- _GIVEN DATA_

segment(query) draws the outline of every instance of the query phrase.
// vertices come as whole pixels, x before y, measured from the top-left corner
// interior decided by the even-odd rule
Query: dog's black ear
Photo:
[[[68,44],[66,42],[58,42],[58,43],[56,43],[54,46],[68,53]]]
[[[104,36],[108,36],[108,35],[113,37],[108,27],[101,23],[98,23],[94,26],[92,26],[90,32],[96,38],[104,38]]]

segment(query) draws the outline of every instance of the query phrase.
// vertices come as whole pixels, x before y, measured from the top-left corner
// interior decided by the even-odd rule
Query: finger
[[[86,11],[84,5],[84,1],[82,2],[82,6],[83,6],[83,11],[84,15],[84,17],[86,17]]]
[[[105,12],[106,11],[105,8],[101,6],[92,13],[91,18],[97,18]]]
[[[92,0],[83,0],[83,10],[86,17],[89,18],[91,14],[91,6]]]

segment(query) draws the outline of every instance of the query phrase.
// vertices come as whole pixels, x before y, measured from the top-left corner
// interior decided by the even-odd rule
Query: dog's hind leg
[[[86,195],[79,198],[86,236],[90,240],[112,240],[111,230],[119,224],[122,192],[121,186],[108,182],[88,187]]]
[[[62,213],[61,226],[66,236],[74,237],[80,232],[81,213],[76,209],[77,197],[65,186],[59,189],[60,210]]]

- _PROBLEM TO WORK ON_
Reproduce every one of the records above line for line, without changing any character.

- _TASK OUTPUT_
segment(query) draws the outline of every instance of the query phrase.
// vertices come as whole pixels, x before y, measured from the top-left corner
// interior decided by the even-odd rule
Query: dog's black ear
Photo:
[[[68,44],[66,42],[58,42],[58,43],[56,43],[54,46],[68,53]]]
[[[104,36],[108,36],[108,35],[113,37],[108,27],[101,23],[98,23],[94,26],[92,26],[90,32],[96,38],[104,38]]]

segment(query) draws the outline of every instance of the query phrase.
// vertices come as whole pixels, x before y, measured from the top-left corner
// interior decided by the even-odd rule
Query: finger
[[[86,11],[84,5],[84,1],[82,2],[82,6],[83,6],[83,11],[84,15],[84,17],[86,17]]]
[[[105,12],[106,11],[105,8],[101,6],[92,13],[91,18],[97,18]]]
[[[92,0],[83,0],[83,10],[86,17],[89,18],[91,14],[91,6]]]

segment(query) draws the outline of every instance of the query phrase.
// vertices come as whole pixels, x before y, measured from the top-left corner
// interior decided by the even-odd rule
Query: dog's hind leg
[[[86,195],[79,198],[86,236],[90,240],[112,240],[111,230],[119,224],[122,192],[121,186],[108,182],[88,187]]]
[[[62,213],[61,226],[66,236],[74,237],[80,232],[81,213],[76,209],[77,197],[65,186],[59,189],[60,210]]]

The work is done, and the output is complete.